Tally the lines below that contain "stem" and reply with only the tally.

*** INFORMATION PROVIDED ***

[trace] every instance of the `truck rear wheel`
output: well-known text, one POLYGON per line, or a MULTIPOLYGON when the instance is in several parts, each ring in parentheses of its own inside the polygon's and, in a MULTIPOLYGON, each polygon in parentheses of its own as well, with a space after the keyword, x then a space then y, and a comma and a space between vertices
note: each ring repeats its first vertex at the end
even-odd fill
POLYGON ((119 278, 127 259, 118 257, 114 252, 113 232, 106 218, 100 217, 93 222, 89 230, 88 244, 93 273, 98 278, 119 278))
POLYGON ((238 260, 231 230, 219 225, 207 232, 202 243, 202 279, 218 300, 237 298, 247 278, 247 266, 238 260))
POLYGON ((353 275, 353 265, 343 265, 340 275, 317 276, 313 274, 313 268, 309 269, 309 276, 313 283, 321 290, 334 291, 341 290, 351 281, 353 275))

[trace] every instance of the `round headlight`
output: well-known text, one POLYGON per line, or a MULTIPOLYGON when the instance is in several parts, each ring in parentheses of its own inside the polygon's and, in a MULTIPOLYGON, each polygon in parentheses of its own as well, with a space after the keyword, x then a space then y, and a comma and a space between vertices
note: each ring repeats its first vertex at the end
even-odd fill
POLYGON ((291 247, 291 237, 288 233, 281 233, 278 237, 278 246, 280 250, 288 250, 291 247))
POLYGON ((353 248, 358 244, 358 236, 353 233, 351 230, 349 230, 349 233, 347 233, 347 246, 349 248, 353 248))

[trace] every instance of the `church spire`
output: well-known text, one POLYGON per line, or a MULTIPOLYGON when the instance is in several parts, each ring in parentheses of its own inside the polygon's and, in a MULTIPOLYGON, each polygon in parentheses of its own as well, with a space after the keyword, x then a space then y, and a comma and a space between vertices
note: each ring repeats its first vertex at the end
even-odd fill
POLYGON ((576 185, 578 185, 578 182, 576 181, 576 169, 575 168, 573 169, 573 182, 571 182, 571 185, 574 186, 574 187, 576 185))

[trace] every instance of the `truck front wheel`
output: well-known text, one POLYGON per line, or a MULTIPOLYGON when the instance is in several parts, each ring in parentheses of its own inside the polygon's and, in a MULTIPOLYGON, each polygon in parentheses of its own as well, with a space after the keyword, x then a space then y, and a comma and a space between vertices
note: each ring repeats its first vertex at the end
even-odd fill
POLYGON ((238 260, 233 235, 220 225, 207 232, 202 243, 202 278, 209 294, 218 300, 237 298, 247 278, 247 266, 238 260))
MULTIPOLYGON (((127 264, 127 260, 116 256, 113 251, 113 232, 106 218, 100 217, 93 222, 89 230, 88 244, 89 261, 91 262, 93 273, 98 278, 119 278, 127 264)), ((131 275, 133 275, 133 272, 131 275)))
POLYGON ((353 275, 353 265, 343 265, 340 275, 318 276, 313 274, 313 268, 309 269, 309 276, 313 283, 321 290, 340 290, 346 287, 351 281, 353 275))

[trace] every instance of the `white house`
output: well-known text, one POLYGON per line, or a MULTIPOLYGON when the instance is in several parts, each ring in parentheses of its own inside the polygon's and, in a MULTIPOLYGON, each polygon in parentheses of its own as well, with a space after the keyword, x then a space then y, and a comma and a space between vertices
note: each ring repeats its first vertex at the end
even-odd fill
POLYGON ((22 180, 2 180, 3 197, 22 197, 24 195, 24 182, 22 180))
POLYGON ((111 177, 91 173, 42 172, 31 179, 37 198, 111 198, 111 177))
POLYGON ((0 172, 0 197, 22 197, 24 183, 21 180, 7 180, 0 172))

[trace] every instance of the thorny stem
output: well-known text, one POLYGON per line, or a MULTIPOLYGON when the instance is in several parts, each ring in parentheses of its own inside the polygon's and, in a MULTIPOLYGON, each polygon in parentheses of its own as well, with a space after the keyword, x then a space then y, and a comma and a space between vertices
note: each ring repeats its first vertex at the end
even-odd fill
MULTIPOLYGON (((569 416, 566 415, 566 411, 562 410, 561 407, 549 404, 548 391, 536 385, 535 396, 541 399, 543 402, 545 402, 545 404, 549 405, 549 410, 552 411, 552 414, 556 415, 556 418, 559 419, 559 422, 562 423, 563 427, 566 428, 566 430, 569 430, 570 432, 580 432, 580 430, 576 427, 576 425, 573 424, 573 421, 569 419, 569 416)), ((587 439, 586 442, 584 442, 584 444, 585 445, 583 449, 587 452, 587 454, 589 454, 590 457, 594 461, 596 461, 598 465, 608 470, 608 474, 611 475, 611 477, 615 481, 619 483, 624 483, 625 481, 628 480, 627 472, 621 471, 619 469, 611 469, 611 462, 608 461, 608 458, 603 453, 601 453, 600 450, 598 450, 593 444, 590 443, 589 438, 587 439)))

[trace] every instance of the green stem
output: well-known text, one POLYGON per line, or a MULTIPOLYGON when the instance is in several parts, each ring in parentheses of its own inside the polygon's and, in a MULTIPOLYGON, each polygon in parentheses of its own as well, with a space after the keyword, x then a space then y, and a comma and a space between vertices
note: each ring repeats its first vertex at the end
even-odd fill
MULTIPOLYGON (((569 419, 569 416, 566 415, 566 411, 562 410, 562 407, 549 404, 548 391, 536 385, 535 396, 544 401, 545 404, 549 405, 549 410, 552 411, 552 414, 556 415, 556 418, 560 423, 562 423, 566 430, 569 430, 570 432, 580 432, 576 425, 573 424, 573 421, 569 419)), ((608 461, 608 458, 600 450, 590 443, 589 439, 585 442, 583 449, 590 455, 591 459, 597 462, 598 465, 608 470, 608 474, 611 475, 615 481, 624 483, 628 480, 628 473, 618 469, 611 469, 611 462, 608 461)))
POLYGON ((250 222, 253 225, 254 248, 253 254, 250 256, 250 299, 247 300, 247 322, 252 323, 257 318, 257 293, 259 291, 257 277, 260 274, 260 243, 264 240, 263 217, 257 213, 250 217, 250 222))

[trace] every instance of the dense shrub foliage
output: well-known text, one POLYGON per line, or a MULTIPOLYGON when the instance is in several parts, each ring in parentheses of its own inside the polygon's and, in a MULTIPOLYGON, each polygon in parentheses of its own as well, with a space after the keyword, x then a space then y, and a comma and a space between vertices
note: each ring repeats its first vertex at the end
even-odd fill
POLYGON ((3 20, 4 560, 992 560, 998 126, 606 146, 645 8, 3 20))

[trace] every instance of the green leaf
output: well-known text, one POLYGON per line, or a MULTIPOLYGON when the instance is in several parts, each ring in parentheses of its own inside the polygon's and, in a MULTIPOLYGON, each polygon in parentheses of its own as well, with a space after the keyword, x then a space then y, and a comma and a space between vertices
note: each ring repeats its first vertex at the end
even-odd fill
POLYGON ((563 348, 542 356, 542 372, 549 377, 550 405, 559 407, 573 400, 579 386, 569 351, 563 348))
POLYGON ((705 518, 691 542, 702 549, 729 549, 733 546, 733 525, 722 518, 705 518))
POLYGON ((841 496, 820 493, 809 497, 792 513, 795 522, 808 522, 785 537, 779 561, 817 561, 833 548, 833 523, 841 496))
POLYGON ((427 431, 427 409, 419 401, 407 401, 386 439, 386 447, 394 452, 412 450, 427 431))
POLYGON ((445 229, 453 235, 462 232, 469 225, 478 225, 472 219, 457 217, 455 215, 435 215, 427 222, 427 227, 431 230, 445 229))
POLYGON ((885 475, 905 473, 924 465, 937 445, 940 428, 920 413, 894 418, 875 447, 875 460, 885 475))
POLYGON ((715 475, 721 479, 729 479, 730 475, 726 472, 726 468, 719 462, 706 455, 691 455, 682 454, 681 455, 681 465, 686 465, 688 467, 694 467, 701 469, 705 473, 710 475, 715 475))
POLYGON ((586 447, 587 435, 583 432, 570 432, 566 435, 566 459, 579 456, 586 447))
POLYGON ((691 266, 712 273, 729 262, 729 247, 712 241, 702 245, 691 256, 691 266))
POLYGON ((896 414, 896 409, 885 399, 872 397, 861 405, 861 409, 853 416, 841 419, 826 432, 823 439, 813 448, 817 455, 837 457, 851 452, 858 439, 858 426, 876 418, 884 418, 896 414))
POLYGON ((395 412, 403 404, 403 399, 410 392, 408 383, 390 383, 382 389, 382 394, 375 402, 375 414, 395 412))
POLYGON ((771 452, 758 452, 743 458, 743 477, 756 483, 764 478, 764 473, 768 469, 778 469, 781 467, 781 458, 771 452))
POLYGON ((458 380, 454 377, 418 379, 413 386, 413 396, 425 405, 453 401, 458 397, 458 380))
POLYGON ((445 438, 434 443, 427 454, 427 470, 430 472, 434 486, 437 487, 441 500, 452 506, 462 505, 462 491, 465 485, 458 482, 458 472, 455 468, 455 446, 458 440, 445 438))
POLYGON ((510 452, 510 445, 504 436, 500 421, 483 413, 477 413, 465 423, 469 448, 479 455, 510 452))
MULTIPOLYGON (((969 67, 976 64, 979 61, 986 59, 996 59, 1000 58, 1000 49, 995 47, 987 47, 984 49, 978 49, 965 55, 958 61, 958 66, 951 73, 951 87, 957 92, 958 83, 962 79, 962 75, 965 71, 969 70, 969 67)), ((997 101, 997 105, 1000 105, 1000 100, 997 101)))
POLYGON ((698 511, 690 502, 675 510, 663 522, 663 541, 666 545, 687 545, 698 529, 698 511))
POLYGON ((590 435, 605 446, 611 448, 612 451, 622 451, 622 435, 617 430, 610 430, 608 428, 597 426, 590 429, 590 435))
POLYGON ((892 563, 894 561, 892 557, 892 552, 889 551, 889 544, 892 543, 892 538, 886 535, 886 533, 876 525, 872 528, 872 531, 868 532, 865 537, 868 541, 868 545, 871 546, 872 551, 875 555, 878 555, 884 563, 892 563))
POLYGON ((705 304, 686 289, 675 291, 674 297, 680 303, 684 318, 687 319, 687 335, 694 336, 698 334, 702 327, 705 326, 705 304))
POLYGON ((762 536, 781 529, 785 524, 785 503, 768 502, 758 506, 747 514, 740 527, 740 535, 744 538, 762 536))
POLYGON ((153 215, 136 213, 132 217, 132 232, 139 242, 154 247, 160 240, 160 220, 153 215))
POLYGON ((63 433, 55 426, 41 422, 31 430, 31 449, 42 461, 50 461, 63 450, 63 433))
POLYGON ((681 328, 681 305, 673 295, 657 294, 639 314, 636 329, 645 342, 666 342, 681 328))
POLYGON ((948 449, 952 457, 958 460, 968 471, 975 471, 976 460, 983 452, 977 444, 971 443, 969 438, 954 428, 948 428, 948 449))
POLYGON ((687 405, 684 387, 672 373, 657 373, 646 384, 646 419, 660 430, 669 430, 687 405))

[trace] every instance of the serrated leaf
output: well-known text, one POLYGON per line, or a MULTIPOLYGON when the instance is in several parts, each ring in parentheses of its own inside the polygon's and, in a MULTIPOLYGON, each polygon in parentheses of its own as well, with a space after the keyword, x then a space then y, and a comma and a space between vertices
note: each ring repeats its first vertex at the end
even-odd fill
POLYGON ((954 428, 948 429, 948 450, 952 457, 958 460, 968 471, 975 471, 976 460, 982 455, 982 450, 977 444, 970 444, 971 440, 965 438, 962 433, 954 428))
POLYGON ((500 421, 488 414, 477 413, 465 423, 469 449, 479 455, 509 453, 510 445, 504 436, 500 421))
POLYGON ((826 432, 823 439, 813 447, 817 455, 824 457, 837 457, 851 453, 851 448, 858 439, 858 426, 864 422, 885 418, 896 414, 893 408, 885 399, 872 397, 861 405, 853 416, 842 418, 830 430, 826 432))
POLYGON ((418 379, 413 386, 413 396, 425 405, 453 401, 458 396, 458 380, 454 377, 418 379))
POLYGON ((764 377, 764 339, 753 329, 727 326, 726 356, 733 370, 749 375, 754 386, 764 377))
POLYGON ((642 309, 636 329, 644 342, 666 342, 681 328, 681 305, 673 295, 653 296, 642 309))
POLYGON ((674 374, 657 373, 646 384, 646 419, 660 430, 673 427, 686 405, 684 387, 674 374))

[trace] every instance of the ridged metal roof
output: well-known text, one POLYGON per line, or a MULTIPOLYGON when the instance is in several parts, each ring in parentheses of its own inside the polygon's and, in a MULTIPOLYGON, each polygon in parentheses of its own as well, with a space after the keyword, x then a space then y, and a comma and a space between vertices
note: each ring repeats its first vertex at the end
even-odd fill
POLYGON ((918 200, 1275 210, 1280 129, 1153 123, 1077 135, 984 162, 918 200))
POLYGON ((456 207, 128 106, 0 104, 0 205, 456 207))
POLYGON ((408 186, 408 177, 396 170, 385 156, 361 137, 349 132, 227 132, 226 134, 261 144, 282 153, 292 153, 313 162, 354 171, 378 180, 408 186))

*** End of INFORMATION PROVIDED ***

▸ WORKED SOLUTION
2